WHAT THE EXERCISE ASKS
Please print the stretch of the data below from the line containing "formatted as [852,440]." through the end of the data, reproducing every line unchanged.

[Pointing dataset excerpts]
= = = = = = =

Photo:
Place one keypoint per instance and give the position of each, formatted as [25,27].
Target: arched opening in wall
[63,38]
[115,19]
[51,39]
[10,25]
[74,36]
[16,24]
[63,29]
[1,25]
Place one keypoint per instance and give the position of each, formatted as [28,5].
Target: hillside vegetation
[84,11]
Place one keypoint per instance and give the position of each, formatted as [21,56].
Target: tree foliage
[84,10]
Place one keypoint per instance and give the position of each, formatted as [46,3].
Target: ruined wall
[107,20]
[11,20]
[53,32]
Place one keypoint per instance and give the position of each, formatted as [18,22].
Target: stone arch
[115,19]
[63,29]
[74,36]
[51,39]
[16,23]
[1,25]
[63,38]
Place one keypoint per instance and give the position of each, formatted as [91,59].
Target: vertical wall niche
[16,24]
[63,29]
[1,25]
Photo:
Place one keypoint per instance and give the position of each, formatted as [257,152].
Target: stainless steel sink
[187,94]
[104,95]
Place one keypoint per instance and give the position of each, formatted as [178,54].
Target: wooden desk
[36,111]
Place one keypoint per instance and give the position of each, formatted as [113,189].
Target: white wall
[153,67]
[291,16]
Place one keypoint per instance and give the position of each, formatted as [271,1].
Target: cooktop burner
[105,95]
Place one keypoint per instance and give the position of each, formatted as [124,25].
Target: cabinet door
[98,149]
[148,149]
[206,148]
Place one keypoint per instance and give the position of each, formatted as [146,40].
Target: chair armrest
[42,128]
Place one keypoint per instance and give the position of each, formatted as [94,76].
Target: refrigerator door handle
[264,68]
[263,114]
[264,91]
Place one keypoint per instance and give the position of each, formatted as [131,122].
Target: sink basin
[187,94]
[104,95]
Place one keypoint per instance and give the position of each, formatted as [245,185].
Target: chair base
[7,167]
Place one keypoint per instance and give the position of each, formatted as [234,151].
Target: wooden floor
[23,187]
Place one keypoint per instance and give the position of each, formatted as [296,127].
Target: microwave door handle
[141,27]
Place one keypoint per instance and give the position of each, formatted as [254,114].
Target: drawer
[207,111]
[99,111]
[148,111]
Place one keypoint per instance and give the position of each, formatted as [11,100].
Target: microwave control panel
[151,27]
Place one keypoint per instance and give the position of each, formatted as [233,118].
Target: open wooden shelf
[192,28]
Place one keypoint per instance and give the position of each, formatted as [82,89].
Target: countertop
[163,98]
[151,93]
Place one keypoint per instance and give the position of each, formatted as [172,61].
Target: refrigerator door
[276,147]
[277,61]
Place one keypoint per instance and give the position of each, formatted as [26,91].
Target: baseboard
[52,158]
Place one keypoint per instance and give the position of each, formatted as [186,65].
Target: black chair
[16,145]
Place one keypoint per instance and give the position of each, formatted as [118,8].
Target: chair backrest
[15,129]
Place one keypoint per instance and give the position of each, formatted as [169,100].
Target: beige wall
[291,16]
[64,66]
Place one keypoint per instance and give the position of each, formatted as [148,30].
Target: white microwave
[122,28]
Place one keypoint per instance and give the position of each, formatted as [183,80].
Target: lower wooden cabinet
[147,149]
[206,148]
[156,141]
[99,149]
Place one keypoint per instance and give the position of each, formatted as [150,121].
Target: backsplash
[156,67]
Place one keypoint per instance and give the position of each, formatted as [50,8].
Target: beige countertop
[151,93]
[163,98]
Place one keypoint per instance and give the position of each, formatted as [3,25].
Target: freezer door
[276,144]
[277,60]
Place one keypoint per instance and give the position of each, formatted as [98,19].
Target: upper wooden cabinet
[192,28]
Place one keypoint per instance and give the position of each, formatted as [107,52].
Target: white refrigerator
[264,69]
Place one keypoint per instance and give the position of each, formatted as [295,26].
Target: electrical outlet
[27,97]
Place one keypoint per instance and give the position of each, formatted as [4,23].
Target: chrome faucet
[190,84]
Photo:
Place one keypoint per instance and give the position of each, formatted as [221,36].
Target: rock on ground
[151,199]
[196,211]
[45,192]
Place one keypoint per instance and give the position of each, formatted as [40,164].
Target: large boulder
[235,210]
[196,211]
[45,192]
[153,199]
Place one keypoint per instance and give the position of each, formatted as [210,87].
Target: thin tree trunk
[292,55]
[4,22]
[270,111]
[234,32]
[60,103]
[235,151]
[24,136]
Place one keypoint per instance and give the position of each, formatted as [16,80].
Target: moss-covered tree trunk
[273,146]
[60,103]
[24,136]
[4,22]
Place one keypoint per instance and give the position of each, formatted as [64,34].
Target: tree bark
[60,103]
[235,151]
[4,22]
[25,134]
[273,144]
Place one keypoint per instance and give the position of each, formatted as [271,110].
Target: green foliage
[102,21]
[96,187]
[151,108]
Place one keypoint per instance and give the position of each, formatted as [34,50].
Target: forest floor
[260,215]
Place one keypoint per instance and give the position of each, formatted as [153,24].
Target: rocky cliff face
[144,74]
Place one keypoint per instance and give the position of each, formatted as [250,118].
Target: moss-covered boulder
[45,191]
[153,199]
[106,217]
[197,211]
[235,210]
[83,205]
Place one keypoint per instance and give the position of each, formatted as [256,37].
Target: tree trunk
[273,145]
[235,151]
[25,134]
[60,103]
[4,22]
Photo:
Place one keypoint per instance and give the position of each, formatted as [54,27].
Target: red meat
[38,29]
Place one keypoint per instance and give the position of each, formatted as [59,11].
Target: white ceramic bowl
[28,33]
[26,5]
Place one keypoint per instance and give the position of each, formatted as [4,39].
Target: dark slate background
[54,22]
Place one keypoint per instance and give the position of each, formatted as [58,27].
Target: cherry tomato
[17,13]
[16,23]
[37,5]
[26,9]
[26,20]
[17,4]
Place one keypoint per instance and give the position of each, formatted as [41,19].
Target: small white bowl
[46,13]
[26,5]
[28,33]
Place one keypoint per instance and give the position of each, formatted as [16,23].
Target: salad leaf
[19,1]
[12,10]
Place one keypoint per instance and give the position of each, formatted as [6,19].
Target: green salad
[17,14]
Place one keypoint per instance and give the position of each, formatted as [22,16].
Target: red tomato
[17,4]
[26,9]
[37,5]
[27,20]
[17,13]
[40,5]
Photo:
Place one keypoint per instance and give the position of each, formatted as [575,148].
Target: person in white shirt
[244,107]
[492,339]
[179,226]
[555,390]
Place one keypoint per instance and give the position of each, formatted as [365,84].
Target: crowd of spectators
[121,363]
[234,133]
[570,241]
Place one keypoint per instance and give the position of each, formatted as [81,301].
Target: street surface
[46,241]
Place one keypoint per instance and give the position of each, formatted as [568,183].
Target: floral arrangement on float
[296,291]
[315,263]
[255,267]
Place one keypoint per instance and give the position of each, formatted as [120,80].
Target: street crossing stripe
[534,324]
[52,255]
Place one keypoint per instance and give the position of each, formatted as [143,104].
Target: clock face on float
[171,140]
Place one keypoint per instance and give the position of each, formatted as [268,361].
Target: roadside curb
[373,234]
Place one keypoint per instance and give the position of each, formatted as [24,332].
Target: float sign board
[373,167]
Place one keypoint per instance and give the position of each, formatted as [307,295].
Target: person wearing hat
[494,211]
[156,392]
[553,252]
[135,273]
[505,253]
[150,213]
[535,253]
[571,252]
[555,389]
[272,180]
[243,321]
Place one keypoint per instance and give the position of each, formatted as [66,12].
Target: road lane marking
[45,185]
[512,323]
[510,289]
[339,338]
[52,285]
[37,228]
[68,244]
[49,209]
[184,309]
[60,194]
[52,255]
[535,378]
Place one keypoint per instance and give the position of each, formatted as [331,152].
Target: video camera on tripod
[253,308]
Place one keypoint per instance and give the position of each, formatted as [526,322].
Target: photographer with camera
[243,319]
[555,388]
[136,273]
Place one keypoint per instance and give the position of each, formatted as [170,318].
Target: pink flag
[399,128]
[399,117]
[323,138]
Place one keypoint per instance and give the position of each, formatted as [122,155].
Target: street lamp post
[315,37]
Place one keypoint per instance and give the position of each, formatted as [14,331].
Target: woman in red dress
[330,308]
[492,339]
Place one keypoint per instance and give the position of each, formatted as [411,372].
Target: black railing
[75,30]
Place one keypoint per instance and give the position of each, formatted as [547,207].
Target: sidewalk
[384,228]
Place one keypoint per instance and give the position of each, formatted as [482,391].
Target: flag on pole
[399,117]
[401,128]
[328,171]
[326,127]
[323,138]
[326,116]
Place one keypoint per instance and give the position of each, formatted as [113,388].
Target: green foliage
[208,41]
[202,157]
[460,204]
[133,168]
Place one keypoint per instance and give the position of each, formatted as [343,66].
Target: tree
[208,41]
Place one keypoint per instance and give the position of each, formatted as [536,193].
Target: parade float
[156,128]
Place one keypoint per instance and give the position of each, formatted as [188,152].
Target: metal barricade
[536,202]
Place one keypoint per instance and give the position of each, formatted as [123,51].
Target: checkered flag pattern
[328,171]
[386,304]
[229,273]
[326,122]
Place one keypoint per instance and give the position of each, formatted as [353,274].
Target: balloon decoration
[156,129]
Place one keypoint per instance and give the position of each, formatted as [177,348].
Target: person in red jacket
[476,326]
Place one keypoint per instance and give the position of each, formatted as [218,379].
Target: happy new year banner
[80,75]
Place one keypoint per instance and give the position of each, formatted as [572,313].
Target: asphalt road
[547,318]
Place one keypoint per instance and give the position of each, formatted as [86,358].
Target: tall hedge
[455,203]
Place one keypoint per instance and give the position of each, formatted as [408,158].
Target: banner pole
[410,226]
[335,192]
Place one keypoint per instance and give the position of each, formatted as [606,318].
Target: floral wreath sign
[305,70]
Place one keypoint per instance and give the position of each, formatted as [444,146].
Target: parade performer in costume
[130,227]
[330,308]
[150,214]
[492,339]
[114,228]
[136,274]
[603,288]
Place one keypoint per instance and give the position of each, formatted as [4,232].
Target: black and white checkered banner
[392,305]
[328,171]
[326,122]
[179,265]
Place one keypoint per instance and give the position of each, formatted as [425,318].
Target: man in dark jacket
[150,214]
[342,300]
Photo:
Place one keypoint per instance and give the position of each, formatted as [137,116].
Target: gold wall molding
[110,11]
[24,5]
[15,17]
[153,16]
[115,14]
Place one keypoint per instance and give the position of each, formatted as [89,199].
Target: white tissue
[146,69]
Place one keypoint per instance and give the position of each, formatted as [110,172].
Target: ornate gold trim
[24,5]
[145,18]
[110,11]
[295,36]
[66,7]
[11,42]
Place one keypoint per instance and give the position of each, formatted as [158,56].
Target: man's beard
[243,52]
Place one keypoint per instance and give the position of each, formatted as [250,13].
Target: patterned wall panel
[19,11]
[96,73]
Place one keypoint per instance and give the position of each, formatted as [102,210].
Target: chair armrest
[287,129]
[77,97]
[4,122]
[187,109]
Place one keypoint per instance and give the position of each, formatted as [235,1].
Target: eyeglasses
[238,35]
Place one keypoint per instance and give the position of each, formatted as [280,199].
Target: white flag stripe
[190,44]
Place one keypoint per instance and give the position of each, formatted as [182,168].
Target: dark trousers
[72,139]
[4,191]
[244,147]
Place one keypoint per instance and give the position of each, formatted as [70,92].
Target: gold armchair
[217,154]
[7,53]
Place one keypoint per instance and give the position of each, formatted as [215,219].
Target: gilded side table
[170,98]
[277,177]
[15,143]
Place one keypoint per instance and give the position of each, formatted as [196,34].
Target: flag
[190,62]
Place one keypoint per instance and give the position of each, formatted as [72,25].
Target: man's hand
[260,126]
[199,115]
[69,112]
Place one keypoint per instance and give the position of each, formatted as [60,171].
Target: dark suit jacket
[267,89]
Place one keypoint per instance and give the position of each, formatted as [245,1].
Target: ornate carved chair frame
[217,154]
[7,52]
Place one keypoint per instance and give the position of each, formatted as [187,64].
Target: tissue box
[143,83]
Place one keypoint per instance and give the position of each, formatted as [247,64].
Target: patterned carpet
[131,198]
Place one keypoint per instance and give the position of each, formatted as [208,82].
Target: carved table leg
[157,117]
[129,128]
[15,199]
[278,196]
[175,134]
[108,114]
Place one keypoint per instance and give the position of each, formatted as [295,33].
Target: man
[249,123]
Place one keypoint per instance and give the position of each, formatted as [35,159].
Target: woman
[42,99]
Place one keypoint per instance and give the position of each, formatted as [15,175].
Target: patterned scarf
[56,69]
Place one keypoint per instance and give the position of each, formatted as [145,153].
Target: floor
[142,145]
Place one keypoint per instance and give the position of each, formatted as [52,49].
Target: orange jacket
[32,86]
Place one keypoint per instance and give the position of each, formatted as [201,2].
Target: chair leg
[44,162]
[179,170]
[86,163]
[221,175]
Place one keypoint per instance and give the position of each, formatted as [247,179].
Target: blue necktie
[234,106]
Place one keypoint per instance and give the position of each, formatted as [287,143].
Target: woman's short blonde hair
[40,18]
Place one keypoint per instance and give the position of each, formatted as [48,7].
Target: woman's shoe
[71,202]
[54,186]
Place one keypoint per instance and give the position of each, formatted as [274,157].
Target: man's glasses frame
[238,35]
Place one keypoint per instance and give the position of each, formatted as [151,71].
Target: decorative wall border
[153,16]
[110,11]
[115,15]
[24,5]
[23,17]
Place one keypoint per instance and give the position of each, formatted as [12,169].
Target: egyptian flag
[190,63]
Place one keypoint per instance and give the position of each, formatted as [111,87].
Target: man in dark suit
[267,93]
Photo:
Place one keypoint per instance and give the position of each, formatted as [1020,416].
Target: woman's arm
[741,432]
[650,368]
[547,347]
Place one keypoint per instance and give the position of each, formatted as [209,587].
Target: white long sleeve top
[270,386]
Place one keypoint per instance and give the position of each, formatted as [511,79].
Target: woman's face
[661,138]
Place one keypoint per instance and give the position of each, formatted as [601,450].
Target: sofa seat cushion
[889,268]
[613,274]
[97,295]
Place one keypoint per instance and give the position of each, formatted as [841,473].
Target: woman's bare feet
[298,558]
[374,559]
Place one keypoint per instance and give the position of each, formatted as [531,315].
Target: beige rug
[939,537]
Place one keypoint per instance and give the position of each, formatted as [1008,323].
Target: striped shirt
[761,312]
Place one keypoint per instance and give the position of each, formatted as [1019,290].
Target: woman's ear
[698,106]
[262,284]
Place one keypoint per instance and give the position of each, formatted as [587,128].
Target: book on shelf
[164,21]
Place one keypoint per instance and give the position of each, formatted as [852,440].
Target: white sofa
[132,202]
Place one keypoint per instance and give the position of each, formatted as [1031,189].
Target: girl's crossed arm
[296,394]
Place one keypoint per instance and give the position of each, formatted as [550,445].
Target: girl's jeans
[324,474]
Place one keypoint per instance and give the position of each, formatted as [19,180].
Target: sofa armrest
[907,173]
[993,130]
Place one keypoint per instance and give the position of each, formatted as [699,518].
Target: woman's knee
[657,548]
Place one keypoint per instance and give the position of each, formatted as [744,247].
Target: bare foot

= = = = = = =

ANSWER TO THE PROBLEM
Place one keypoint per instance and give the position of each, formatted as [852,440].
Target: white sofa
[132,202]
Place one keypoint per instance and give the position of each, formatted as [1031,189].
Target: girl's crossed arm
[296,394]
Place one keypoint per instance and give the position of each, formatted as [550,445].
Target: girl's jeans
[324,474]
Place one keypoint per instance and give the position of each, formatted as [19,180].
Target: sofa armrest
[907,173]
[993,130]
Place one keypoint per instance and give the position of each, formatted as [699,518].
Target: woman's knee
[657,548]
Place one keypoint per instance and give the position of each, formatted as [744,247].
Target: bare foot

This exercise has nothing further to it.